WORK INSTRUCTIONS: Locate the line that contains "Expected: the pointer indicates a point on the window". Reproduce it and all following lines up to the end of the material, exactly and with nothing added.

RECORDS FOR THE EXERCISE:

(begin)

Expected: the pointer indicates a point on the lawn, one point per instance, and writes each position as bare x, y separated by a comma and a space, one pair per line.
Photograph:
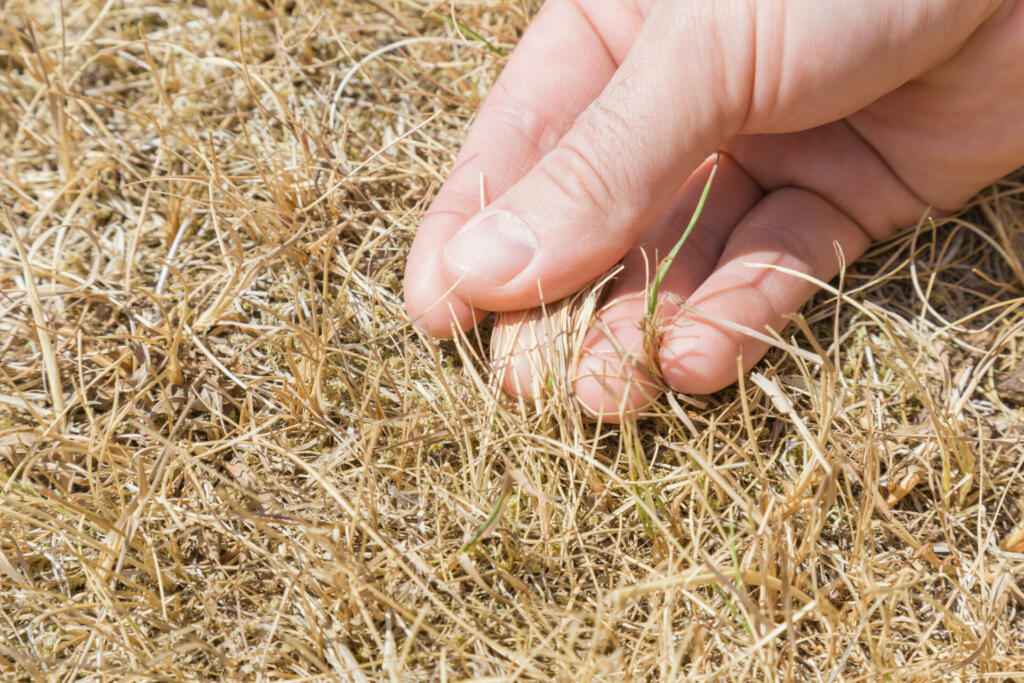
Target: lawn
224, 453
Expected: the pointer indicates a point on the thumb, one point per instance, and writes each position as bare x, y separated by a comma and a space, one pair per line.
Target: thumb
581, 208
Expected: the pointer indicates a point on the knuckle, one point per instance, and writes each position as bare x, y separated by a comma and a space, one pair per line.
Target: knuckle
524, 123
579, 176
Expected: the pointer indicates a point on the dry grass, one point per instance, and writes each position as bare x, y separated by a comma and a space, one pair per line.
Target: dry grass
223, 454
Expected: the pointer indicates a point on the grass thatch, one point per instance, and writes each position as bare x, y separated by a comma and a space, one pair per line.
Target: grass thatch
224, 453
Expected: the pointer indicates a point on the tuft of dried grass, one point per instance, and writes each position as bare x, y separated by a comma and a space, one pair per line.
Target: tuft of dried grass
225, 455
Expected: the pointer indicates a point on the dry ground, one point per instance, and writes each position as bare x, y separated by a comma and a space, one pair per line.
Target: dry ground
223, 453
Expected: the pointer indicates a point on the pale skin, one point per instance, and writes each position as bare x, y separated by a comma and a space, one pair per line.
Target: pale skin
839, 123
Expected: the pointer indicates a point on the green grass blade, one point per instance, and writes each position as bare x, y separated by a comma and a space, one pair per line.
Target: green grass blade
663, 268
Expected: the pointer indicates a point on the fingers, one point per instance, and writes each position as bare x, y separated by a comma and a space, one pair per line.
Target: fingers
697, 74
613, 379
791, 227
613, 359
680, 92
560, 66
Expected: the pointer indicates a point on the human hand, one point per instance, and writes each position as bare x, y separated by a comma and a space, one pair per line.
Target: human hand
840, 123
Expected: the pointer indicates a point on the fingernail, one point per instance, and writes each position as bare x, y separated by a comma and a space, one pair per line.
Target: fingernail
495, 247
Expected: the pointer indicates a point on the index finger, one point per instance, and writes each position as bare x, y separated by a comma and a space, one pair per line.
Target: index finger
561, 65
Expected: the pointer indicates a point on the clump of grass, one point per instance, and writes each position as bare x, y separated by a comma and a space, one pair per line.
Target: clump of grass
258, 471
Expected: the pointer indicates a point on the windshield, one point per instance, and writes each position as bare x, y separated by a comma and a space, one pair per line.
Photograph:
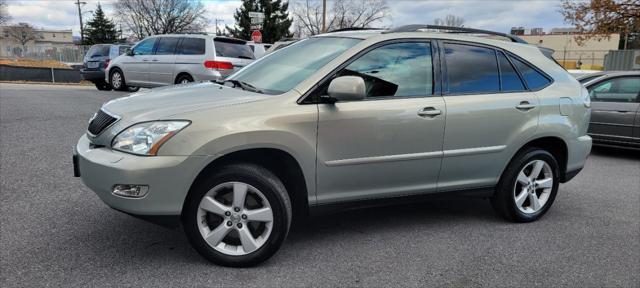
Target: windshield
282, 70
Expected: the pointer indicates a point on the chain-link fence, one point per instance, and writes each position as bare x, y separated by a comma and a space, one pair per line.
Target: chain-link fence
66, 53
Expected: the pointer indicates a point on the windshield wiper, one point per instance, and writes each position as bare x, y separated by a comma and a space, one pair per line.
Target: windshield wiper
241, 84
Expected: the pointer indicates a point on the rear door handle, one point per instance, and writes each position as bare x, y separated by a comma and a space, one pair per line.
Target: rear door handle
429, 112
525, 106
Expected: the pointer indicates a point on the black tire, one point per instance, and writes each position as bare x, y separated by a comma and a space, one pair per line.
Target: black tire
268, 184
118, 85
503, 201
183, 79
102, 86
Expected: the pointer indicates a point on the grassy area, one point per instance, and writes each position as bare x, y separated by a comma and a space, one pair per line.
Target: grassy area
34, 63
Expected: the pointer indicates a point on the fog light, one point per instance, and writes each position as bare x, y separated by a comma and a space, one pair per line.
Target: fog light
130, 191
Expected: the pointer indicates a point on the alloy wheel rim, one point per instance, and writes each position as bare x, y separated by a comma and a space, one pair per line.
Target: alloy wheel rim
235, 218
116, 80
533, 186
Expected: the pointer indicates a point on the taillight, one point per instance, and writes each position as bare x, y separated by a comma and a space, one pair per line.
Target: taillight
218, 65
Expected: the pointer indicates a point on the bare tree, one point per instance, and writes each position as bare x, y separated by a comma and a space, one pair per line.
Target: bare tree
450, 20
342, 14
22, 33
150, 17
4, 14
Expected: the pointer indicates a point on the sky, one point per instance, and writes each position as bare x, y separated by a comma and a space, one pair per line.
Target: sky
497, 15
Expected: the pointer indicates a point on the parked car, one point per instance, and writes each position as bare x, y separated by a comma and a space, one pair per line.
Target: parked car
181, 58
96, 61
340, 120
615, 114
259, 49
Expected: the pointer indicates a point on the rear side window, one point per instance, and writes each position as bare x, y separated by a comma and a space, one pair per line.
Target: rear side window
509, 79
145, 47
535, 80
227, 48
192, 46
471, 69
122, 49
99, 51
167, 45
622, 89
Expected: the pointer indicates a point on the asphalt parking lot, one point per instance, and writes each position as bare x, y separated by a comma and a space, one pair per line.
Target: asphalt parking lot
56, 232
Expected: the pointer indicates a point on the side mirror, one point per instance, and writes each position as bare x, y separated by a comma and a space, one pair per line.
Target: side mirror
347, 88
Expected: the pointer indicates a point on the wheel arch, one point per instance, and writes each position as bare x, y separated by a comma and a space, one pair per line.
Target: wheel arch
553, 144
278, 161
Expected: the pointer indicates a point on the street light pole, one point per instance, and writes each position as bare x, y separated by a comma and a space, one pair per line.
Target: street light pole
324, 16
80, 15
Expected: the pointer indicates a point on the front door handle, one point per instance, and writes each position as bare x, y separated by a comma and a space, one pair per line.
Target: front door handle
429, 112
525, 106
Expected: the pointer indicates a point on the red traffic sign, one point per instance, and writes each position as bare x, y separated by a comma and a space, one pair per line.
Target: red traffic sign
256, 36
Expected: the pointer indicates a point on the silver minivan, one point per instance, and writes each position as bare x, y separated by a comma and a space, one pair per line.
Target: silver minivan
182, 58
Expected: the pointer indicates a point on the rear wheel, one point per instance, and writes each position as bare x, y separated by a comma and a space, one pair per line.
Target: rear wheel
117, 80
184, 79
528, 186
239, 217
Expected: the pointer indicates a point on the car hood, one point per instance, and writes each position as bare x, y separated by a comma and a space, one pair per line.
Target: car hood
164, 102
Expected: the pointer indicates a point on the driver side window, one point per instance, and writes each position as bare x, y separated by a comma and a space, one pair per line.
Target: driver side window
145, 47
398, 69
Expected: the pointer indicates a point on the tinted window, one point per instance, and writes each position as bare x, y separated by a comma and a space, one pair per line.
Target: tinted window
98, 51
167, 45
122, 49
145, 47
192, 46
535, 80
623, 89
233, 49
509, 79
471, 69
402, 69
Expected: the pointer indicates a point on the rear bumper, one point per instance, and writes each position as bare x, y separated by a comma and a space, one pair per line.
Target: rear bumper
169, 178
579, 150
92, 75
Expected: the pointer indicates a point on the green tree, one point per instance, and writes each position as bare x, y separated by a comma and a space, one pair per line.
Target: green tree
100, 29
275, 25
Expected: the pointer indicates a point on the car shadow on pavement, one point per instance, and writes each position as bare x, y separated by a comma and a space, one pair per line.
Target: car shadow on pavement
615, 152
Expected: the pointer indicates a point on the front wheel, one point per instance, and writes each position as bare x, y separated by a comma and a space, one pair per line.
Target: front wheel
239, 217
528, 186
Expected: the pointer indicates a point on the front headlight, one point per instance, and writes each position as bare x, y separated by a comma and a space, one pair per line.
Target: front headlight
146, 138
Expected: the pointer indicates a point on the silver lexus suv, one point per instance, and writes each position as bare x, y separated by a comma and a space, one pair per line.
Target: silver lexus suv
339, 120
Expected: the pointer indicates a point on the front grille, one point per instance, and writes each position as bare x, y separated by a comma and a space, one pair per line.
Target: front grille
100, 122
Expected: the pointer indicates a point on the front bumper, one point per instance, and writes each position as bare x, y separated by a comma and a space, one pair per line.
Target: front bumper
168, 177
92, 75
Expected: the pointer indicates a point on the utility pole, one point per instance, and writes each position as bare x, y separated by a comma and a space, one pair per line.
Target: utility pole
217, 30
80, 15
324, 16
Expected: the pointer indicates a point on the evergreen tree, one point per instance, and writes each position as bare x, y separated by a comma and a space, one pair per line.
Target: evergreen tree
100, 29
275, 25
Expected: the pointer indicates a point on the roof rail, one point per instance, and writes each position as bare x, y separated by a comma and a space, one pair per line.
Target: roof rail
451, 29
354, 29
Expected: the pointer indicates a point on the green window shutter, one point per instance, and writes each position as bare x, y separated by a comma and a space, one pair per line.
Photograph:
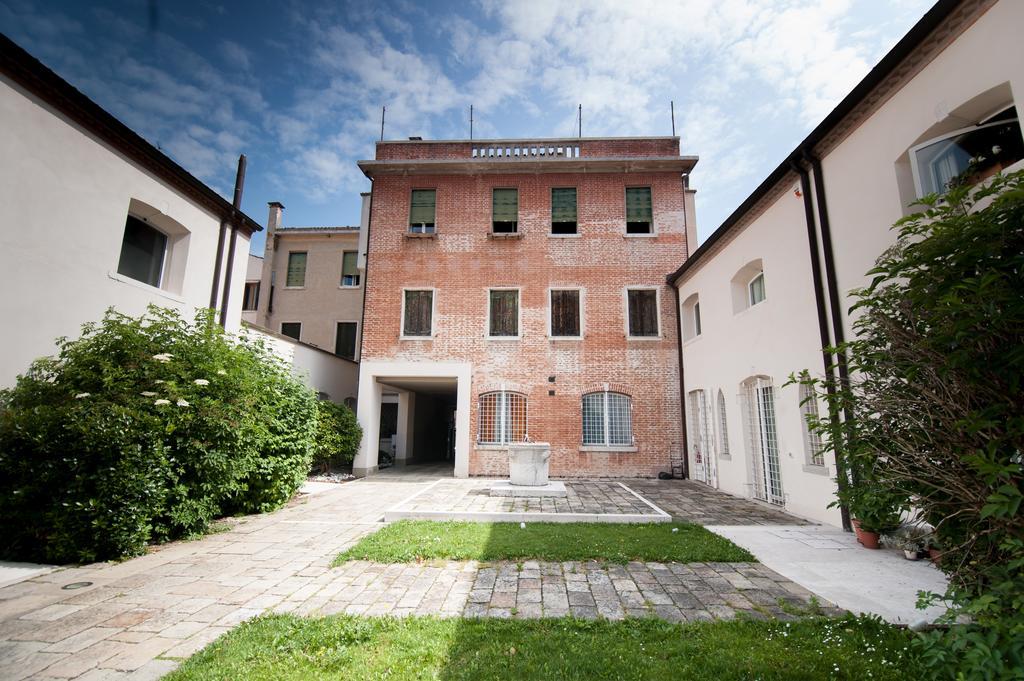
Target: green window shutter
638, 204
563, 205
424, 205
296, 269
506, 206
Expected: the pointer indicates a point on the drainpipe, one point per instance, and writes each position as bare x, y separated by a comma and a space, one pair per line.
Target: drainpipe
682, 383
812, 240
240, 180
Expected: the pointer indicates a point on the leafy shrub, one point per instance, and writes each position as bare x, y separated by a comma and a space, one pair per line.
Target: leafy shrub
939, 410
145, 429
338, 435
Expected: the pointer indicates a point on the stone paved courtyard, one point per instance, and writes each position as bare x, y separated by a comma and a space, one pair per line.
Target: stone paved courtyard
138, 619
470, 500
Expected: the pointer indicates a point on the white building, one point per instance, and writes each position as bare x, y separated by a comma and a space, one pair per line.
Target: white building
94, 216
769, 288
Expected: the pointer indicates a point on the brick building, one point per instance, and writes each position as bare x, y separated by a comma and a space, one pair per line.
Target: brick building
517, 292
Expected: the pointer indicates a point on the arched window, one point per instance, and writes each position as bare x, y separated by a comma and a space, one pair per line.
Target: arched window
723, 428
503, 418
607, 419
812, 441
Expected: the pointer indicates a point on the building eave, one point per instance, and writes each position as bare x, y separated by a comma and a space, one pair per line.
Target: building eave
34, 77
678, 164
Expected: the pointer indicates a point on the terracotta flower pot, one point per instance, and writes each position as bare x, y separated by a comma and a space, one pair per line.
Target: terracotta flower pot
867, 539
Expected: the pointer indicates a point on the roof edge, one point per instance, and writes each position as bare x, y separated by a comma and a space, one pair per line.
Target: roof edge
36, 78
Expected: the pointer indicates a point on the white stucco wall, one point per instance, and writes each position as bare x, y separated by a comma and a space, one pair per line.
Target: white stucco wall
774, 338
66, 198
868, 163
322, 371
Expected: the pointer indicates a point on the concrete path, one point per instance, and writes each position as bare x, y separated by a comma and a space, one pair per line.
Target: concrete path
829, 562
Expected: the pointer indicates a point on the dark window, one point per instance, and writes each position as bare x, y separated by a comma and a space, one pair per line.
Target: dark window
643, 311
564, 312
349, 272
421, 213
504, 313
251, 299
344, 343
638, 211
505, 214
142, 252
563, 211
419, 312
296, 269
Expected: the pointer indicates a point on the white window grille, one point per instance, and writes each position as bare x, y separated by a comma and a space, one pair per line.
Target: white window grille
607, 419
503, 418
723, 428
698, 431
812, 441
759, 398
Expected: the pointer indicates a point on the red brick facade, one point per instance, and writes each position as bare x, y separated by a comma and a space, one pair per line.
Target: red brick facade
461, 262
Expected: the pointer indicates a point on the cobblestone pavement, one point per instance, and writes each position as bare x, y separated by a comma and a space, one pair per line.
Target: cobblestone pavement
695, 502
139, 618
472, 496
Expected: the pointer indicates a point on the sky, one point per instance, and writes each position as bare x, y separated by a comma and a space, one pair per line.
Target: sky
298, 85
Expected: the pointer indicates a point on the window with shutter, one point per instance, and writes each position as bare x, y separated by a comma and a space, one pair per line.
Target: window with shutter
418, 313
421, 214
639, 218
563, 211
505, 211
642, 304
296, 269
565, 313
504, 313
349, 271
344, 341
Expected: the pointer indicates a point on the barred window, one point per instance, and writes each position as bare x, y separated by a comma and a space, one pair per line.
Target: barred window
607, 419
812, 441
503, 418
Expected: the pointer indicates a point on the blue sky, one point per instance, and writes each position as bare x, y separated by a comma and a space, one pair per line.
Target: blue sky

(end)

CORRECT RESULT:
Expected: the pointer indicates a point on the window with shutter, one point per instance, and writes each position as bare x, y separated by a comma and a space, one pair per line.
Target: window with shutter
418, 313
421, 214
639, 218
563, 211
505, 211
642, 304
296, 269
565, 313
504, 313
349, 271
344, 341
Expected: the pointer indicates a point on the barred window, one point per instance, and writes each position as bare x, y separated by a comma and a space, one pair per line.
Target: barred window
607, 419
812, 441
503, 418
Expected: the pointer indicates a point on the blue sky, one point per instance, and writes each position as bare x, y separated by a comma and a space, one pair per line.
Target: blue sky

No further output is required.